[Texte à étudier]
Le procès des présumés bourreaux de M’mah Sylla a repris ce 22 novembre au tribunal de première instance de Mafanco. Patrice et Daniel Lamah, ainsi que Sébory Cissé répondent des accusations de : » Viol, avortement, risque causé à autrui et administration de substances nuisibles » sur la personne de la victime. Célestin Millimono, lui, est en fuite. L’interrogatoire de Sébory Cissé, médecin-chirurgien, s’est poursuivi ce mardi. A l’audience du 8 novembre, l’accusé a expliqué avoir reçu M’mah Sylla en état de choc : les intestins et l’utérus perforés, les selles coulant par voix vaginale. Il s’est présenté comme celui qui voulait sauver la vie de M’mah Sylla.

[Données fournies]
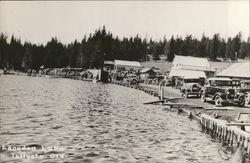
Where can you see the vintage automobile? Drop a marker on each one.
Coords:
(222, 91)
(190, 86)
(245, 88)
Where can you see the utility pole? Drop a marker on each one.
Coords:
(146, 53)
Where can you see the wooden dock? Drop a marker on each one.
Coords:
(229, 134)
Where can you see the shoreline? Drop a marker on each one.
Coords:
(218, 128)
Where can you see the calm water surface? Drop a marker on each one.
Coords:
(93, 122)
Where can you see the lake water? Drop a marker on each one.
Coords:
(64, 120)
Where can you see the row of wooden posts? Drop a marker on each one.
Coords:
(231, 136)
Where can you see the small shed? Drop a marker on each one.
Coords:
(109, 65)
(147, 73)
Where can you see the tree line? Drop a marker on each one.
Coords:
(102, 45)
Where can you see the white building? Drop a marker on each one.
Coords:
(184, 66)
(126, 65)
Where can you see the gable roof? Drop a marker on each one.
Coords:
(187, 73)
(188, 62)
(241, 70)
(127, 63)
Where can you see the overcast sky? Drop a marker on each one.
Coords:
(39, 21)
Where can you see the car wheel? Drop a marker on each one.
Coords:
(218, 101)
(242, 101)
(203, 98)
(247, 98)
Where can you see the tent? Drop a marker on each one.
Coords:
(192, 63)
(123, 63)
(187, 73)
(126, 64)
(237, 70)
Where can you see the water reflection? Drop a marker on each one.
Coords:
(94, 122)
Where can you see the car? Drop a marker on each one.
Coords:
(245, 88)
(190, 86)
(222, 91)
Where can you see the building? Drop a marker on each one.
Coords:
(126, 65)
(184, 66)
(109, 65)
(147, 73)
(237, 71)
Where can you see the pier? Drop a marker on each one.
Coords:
(229, 134)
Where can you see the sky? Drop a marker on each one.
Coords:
(39, 21)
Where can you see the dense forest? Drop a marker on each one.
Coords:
(102, 45)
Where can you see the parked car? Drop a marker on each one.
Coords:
(190, 86)
(222, 91)
(245, 88)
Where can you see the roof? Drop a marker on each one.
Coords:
(187, 73)
(127, 63)
(224, 79)
(145, 70)
(238, 70)
(188, 62)
(109, 62)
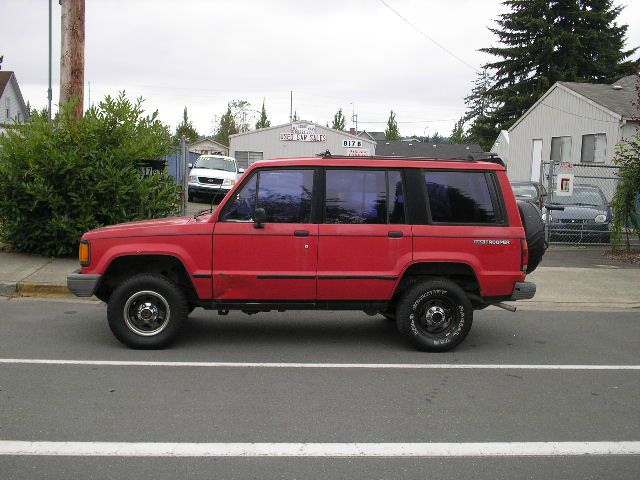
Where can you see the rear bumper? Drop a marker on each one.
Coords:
(83, 285)
(523, 291)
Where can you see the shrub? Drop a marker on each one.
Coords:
(60, 179)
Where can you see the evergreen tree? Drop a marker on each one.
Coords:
(392, 132)
(263, 122)
(339, 122)
(227, 127)
(186, 128)
(545, 41)
(457, 135)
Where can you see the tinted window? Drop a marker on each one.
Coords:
(242, 207)
(459, 197)
(354, 196)
(285, 195)
(396, 197)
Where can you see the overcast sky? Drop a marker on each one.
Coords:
(332, 53)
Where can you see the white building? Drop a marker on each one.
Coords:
(298, 139)
(208, 146)
(13, 109)
(576, 123)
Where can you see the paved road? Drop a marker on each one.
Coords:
(276, 403)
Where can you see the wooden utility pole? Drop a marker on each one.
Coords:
(72, 54)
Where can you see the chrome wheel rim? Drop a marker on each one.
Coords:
(147, 313)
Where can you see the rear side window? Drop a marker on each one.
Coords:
(285, 196)
(356, 196)
(460, 197)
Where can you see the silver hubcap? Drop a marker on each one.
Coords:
(435, 316)
(147, 313)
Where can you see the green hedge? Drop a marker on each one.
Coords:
(60, 179)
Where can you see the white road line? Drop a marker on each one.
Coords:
(491, 449)
(390, 366)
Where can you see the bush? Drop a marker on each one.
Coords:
(60, 179)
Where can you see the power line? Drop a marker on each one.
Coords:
(428, 37)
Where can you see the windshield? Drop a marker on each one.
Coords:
(525, 190)
(216, 163)
(581, 196)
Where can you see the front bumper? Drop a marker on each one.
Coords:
(82, 284)
(208, 189)
(523, 291)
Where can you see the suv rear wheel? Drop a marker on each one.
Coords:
(435, 316)
(146, 311)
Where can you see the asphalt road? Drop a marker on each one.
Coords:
(276, 403)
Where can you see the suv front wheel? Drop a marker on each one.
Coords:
(146, 311)
(435, 316)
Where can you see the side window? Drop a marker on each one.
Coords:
(285, 195)
(356, 196)
(396, 197)
(241, 208)
(460, 197)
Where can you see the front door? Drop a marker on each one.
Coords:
(363, 242)
(277, 261)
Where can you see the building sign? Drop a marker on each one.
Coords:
(358, 152)
(564, 185)
(303, 132)
(352, 143)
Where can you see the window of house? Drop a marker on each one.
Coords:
(593, 148)
(460, 197)
(285, 196)
(356, 197)
(561, 149)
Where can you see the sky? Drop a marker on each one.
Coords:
(357, 55)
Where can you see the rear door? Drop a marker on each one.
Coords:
(279, 260)
(363, 241)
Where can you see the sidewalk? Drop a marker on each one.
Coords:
(568, 278)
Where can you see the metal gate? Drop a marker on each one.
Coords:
(581, 212)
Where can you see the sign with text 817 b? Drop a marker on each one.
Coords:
(352, 143)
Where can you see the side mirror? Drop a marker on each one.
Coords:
(259, 217)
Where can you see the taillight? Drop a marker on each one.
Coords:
(85, 253)
(525, 255)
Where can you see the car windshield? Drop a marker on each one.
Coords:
(524, 190)
(216, 163)
(581, 196)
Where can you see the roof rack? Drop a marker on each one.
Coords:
(492, 158)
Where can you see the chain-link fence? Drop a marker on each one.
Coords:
(579, 209)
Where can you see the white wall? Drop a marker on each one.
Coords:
(268, 141)
(561, 113)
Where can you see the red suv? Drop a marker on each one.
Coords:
(422, 242)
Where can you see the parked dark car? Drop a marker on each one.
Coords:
(533, 192)
(585, 218)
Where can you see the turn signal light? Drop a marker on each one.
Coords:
(85, 254)
(525, 255)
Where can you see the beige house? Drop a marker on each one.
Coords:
(576, 123)
(13, 109)
(208, 146)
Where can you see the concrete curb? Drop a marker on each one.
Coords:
(26, 289)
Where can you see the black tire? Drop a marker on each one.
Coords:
(534, 230)
(155, 309)
(435, 316)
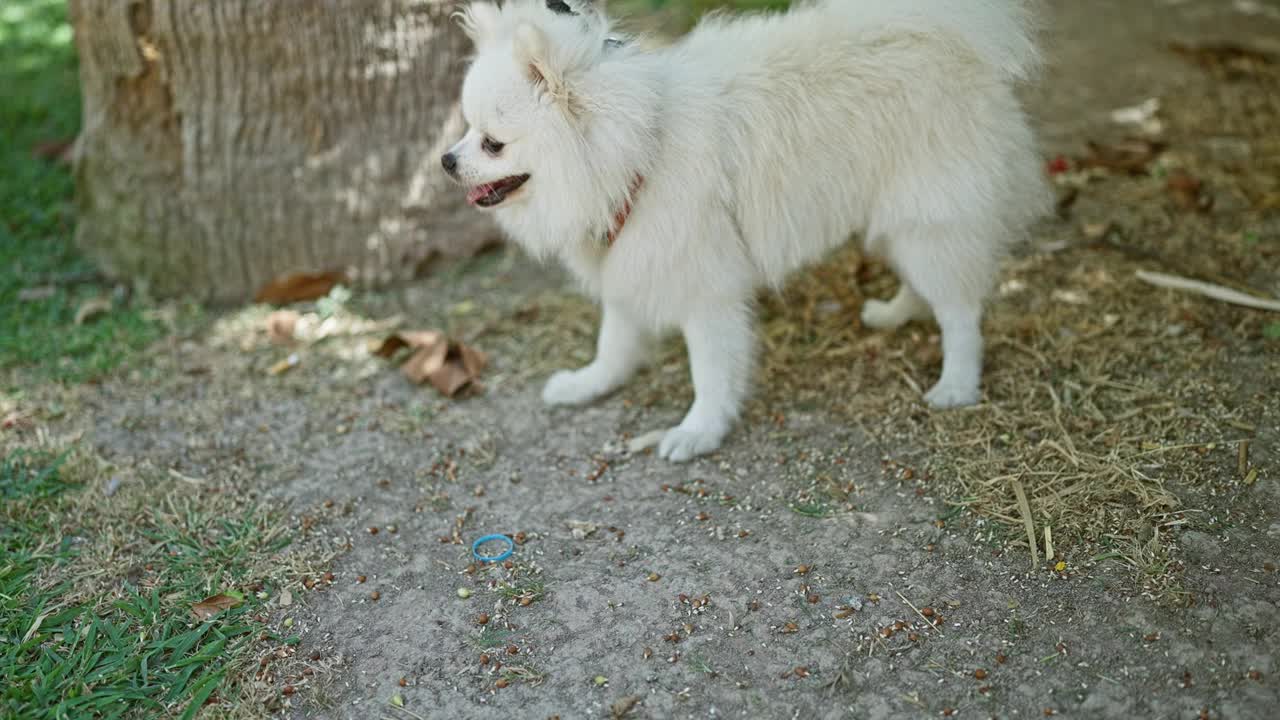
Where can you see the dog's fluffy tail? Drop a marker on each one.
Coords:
(1002, 32)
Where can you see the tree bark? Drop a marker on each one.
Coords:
(227, 142)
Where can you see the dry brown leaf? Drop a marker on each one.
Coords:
(298, 287)
(447, 364)
(280, 326)
(213, 605)
(1130, 156)
(54, 150)
(91, 309)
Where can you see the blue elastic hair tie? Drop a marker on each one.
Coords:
(506, 554)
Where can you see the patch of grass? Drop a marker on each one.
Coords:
(96, 597)
(44, 279)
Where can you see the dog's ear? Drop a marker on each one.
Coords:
(533, 50)
(479, 21)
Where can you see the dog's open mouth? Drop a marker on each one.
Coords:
(494, 192)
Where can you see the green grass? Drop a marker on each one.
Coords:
(39, 104)
(95, 602)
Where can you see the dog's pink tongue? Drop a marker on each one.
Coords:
(479, 191)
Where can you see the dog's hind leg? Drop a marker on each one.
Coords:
(621, 349)
(952, 270)
(905, 306)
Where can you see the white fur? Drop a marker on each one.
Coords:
(764, 142)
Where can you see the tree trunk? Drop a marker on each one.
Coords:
(227, 142)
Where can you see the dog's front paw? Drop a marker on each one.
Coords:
(684, 443)
(571, 387)
(951, 395)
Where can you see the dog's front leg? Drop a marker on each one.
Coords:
(620, 350)
(721, 349)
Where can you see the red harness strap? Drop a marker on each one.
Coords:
(620, 218)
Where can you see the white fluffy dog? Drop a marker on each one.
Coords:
(676, 182)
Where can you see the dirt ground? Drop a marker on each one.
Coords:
(723, 587)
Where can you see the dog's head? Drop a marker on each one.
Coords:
(520, 96)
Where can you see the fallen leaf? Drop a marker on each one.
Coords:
(448, 365)
(91, 309)
(215, 604)
(1188, 192)
(1225, 58)
(1132, 156)
(54, 150)
(298, 287)
(280, 326)
(283, 365)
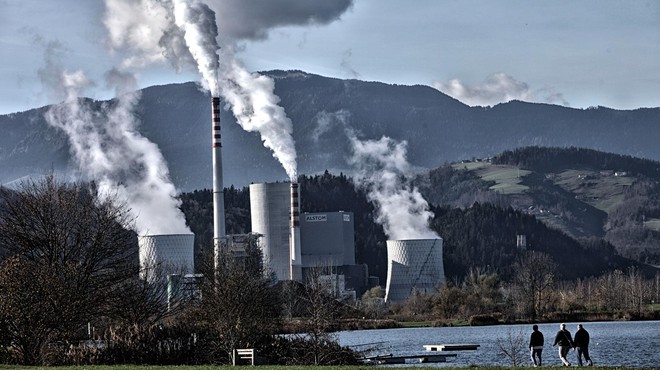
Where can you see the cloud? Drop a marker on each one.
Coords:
(498, 88)
(254, 19)
(347, 66)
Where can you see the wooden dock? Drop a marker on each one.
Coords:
(451, 347)
(417, 359)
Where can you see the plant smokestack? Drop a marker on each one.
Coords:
(294, 238)
(219, 230)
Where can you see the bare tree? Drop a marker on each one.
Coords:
(240, 307)
(322, 307)
(534, 276)
(513, 346)
(70, 252)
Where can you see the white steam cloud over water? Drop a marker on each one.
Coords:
(109, 150)
(382, 169)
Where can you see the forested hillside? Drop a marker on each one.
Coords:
(585, 193)
(479, 236)
(437, 128)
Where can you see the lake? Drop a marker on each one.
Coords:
(630, 344)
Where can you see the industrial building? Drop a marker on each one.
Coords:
(413, 265)
(327, 240)
(269, 209)
(161, 255)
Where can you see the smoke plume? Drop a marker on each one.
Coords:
(109, 150)
(498, 88)
(381, 168)
(192, 24)
(255, 106)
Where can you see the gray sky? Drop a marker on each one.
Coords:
(575, 53)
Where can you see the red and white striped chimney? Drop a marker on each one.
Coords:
(294, 238)
(218, 189)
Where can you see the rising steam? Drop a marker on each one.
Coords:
(381, 168)
(193, 24)
(109, 150)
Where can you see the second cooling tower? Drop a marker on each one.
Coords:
(413, 265)
(270, 205)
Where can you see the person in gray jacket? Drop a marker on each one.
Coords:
(581, 342)
(536, 346)
(563, 339)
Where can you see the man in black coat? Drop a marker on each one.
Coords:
(581, 342)
(536, 345)
(563, 339)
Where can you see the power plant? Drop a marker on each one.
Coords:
(219, 229)
(294, 244)
(269, 209)
(413, 265)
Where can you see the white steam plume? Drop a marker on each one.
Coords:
(197, 22)
(498, 88)
(192, 23)
(255, 106)
(109, 150)
(381, 168)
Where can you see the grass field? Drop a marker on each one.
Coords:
(268, 367)
(507, 178)
(602, 192)
(653, 224)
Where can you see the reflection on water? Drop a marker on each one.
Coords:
(632, 344)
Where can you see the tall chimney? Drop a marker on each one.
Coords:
(294, 238)
(218, 190)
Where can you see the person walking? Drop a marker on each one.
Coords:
(563, 339)
(581, 342)
(536, 346)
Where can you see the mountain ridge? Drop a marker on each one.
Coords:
(438, 129)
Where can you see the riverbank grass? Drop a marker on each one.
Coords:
(270, 367)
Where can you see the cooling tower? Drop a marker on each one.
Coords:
(413, 264)
(270, 205)
(296, 257)
(161, 255)
(218, 194)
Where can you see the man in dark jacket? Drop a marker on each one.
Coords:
(536, 345)
(581, 342)
(563, 339)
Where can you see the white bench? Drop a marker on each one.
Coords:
(243, 355)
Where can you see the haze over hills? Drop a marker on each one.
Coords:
(438, 129)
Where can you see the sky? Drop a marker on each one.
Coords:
(482, 52)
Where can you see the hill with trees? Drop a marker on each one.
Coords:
(585, 193)
(438, 129)
(479, 218)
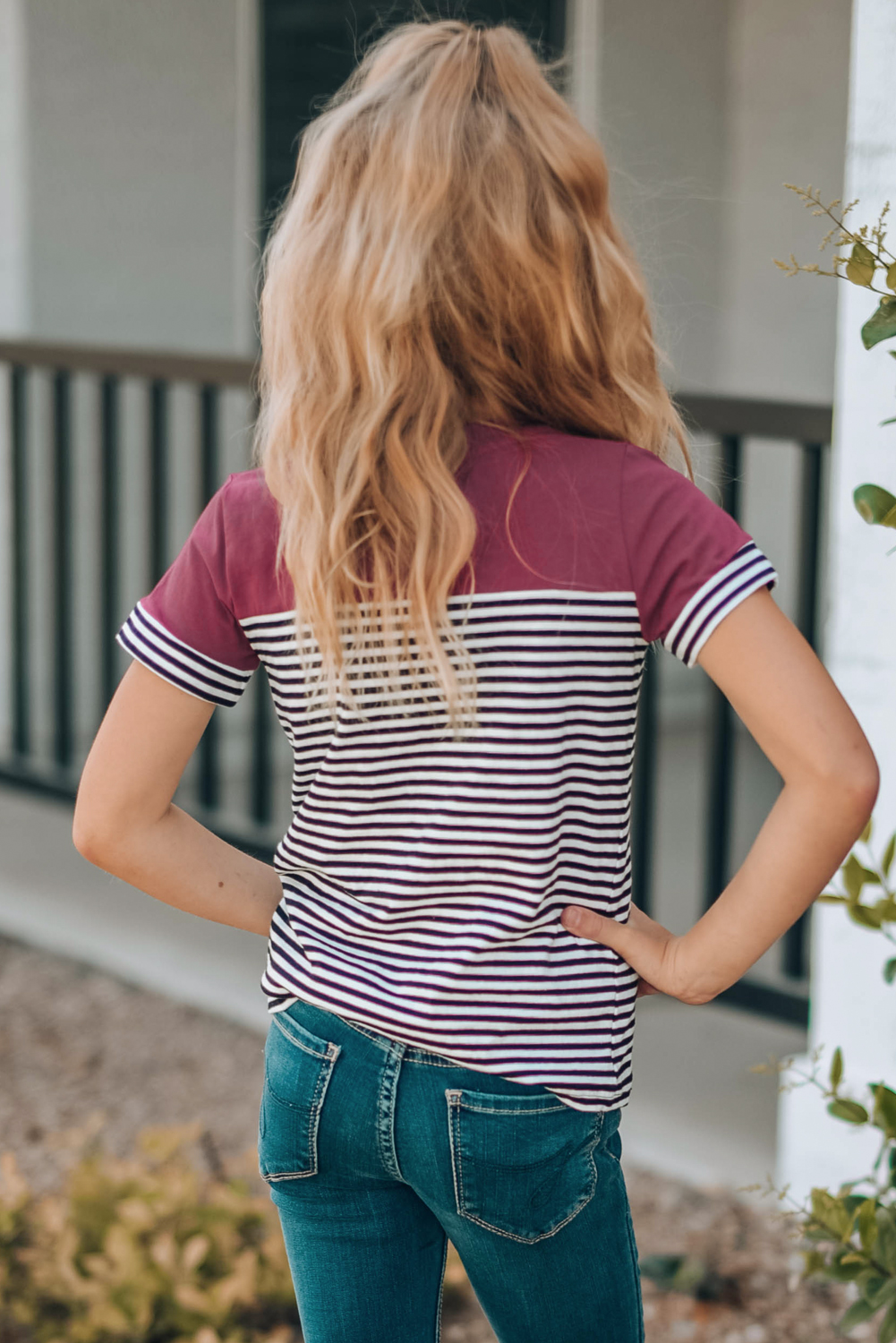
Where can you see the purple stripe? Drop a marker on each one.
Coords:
(218, 674)
(123, 638)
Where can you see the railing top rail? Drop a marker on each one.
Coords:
(743, 415)
(748, 418)
(219, 370)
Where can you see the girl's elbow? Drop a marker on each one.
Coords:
(861, 783)
(90, 835)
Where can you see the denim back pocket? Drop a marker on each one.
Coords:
(297, 1074)
(523, 1165)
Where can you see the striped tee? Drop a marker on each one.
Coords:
(423, 876)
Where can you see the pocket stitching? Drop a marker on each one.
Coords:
(301, 1044)
(457, 1173)
(314, 1115)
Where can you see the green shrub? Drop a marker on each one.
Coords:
(148, 1249)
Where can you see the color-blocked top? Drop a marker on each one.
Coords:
(423, 877)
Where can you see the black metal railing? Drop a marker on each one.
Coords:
(239, 782)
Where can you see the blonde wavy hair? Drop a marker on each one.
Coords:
(446, 254)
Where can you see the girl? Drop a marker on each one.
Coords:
(463, 536)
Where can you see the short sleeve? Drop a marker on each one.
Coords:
(691, 563)
(185, 629)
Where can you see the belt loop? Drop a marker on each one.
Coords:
(386, 1109)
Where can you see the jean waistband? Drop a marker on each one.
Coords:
(320, 1020)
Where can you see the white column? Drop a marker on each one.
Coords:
(585, 21)
(850, 1004)
(13, 210)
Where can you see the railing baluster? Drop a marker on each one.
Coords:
(158, 478)
(721, 739)
(19, 491)
(794, 951)
(64, 586)
(209, 747)
(109, 560)
(644, 786)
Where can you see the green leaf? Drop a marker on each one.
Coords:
(849, 1111)
(875, 505)
(829, 1211)
(845, 1268)
(853, 872)
(860, 268)
(887, 1331)
(858, 1313)
(815, 1262)
(888, 854)
(866, 1225)
(882, 324)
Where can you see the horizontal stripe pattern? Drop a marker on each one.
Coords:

[Consigne A]
Pour chacune des affirmations suivantes, indiquez si elle concorde avec le texte sur le procès, en répondant par oui ou par non et en citant exactement les mots du texte qui tranchent. (i) Célestin Millimono comparaît devant le tribunal avec les autres accusés. (ii) Sébory Cissé exerce le métier de médecin-chirurgien. (iii) Le procès a repris le 8 novembre.
[Consigne B]
Restituez sans rien modifier le passage du texte sur le procès situé entre « Le procès des » et « de M’mah Sylla. », ces deux extraits compris.
[Consigne C]
Rédigez la suite du texte sur le procès en partant de sa dernière phrase.

[Réponse attendue A]
(i) Non : « Célestin Millimono, lui, est en fuite. »
(ii) Oui : « L’interrogatoire de Sébory Cissé, médecin-chirurgien, s’est poursuivi ce mardi. »
(iii) Non : « a repris ce 22 novembre »

[Réponse attendue B]
Le procès des présumés bourreaux de M’mah Sylla a repris ce 22 novembre au tribunal de première instance de Mafanco. Patrice et Daniel Lamah, ainsi que Sébory Cissé répondent des accusations de : » Viol, avortement, risque causé à autrui et administration de substances nuisibles » sur la personne de la victime. Célestin Millimono, lui, est en fuite. L’interrogatoire de Sébory Cissé, médecin-chirurgien, s’est poursuivi ce mardi. A l’audience du 8 novembre, l’accusé a expliqué avoir reçu M’mah Sylla en état de choc : les intestins et l’utérus perforés, les selles coulant par voix vaginale. Il s’est présenté comme celui qui voulait sauver la vie de M’mah Sylla.

[Réponse attendue C]
A la barre ce 22 novembre, il a persisté être une » victime dans cette affaire ». Mais la partie civile accuse la négligence du médecin: » Vous êtes sous serment, des soi-disant médecins vous amènent une patiente en état de choc, pratiquement mourante, vous ne la référez pas dans un centre hospitalier plus approprié », relève Me Halimatou Camara. » Je suis convaincu que je n’ai pas failli à ma mission. L’état de M’mah Sylla était préoccupant. Je ne rentrais même pas chez moi, je me battais pour la sauver », rétorque Sébory Cissé.
L’avocate d’enchaîner : » Mais vous l’avez quand-même gardé pendant deux semaines. Selon vous, les bourreaux ont reconnu leurs actes, mais vous ne les avez pas dénoncés. Vous n’avez pas signalé le cas à l’ordre des médecins ».
En deuil de son frère, mort de Covid-19, le médecin-chirurgien déclare avoir encouragé la famille de la victime à porter plainte. Le représentant du ministère public estime que la clinique de l’accusé ne devait pas être opérationnelle. » Vous aviez l’agrément, mais pas l’autorisation d’exercer. Et vos coaccusés ont estimé qu’ils pouvaient envoyer M’mah Sylla dans une clinique clandestine au détriment d’un CHU pour continuer à la cacher », accuse le procureur. Sébory Cissé réfute cette thèse : » J’exerçais légalement, nous recevions les inspecteurs tous les mois, et j’avais fait ma demande d’autorisation d’exercer. Elle était en cours de traitement ».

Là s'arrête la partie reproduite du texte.